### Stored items
______
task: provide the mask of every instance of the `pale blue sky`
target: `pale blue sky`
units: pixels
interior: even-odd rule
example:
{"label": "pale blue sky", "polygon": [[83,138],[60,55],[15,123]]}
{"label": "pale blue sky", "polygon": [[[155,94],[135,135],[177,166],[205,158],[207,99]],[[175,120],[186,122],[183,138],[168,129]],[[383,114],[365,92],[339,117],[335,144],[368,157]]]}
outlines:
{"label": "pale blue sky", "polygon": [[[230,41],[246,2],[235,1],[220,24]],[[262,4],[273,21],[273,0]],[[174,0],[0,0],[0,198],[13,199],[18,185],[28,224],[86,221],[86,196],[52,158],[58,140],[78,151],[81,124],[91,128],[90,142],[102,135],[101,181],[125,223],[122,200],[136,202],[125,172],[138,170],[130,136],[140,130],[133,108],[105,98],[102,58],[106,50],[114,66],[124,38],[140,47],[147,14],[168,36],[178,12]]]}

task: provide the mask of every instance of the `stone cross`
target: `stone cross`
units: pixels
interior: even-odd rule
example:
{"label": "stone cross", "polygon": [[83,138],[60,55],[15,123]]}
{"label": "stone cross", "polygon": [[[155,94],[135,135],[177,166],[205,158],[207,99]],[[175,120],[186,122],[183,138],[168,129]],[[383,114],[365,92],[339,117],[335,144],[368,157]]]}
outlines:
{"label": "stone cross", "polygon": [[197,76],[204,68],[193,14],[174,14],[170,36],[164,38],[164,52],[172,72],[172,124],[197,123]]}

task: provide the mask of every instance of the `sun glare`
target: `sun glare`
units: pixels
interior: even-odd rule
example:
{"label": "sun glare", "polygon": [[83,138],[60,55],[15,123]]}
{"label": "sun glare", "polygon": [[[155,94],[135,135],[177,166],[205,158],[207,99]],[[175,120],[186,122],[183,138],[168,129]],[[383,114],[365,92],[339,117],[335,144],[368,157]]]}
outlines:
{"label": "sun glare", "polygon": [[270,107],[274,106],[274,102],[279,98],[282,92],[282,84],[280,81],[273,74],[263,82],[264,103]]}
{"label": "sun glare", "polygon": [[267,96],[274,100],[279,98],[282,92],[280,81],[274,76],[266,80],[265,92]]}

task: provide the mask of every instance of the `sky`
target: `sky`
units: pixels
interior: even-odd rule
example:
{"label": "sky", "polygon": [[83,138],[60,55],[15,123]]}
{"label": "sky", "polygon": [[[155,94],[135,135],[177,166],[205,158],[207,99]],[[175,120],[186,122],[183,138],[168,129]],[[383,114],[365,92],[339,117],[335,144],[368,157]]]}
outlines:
______
### REQUIREMENT
Repeat the material above in full, quoting it exactly.

### RESULT OF THE TASK
task: provide the mask of every instance of the `pale blue sky`
target: `pale blue sky`
units: pixels
interior: even-odd rule
example:
{"label": "pale blue sky", "polygon": [[83,138],[60,55],[15,123]]}
{"label": "pale blue sky", "polygon": [[[155,94],[135,135],[177,166],[205,158],[207,99]],[[175,120],[186,122],[183,138],[168,129]],[[383,114],[365,92],[339,117],[335,144],[368,157]]]}
outlines:
{"label": "pale blue sky", "polygon": [[[230,41],[246,2],[235,1],[220,24]],[[262,4],[273,21],[273,0]],[[174,0],[0,0],[0,198],[13,199],[18,185],[28,224],[86,221],[86,196],[52,158],[58,140],[78,151],[81,124],[91,128],[90,142],[102,135],[101,181],[125,223],[122,200],[136,202],[125,172],[138,170],[130,136],[140,130],[133,108],[105,98],[102,58],[106,50],[114,66],[124,38],[140,47],[147,14],[168,36],[178,12]]]}

task: provide the mask of every instance of the `stone cross`
target: `stone cross`
units: pixels
interior: even-odd rule
example:
{"label": "stone cross", "polygon": [[83,138],[60,55],[15,123]]}
{"label": "stone cross", "polygon": [[[155,94],[135,135],[177,166],[205,158],[207,99]],[[175,120],[186,122],[183,138],[168,129]],[[383,114],[365,92],[339,117],[335,144],[368,157]]]}
outlines:
{"label": "stone cross", "polygon": [[197,76],[204,68],[193,14],[174,14],[170,36],[164,38],[164,52],[172,72],[172,124],[197,123]]}

task: provide the mask of every instance of the `sun glare`
target: `sun glare`
units: pixels
interior: even-odd rule
example:
{"label": "sun glare", "polygon": [[83,138],[60,55],[15,123]]}
{"label": "sun glare", "polygon": [[[155,94],[135,135],[177,166],[205,158],[207,99]],[[175,120],[186,122],[183,138],[168,129]],[[383,114],[365,92],[339,117],[335,144],[368,157]]]}
outlines:
{"label": "sun glare", "polygon": [[270,107],[274,106],[274,102],[279,98],[282,92],[282,84],[280,81],[273,74],[263,82],[264,103]]}
{"label": "sun glare", "polygon": [[267,96],[274,100],[279,98],[282,92],[280,81],[274,76],[266,80],[265,92]]}

task: provide the mask of every instance of the `sky`
target: `sky`
units: pixels
interior: even-odd rule
example:
{"label": "sky", "polygon": [[83,138],[60,55],[15,123]]}
{"label": "sky", "polygon": [[[155,94],[135,135],[177,166],[205,158],[207,99]],[[175,120],[186,122],[183,138],[168,129]],[[383,114],[365,92],[339,117],[335,144],[368,157]]]}
outlines:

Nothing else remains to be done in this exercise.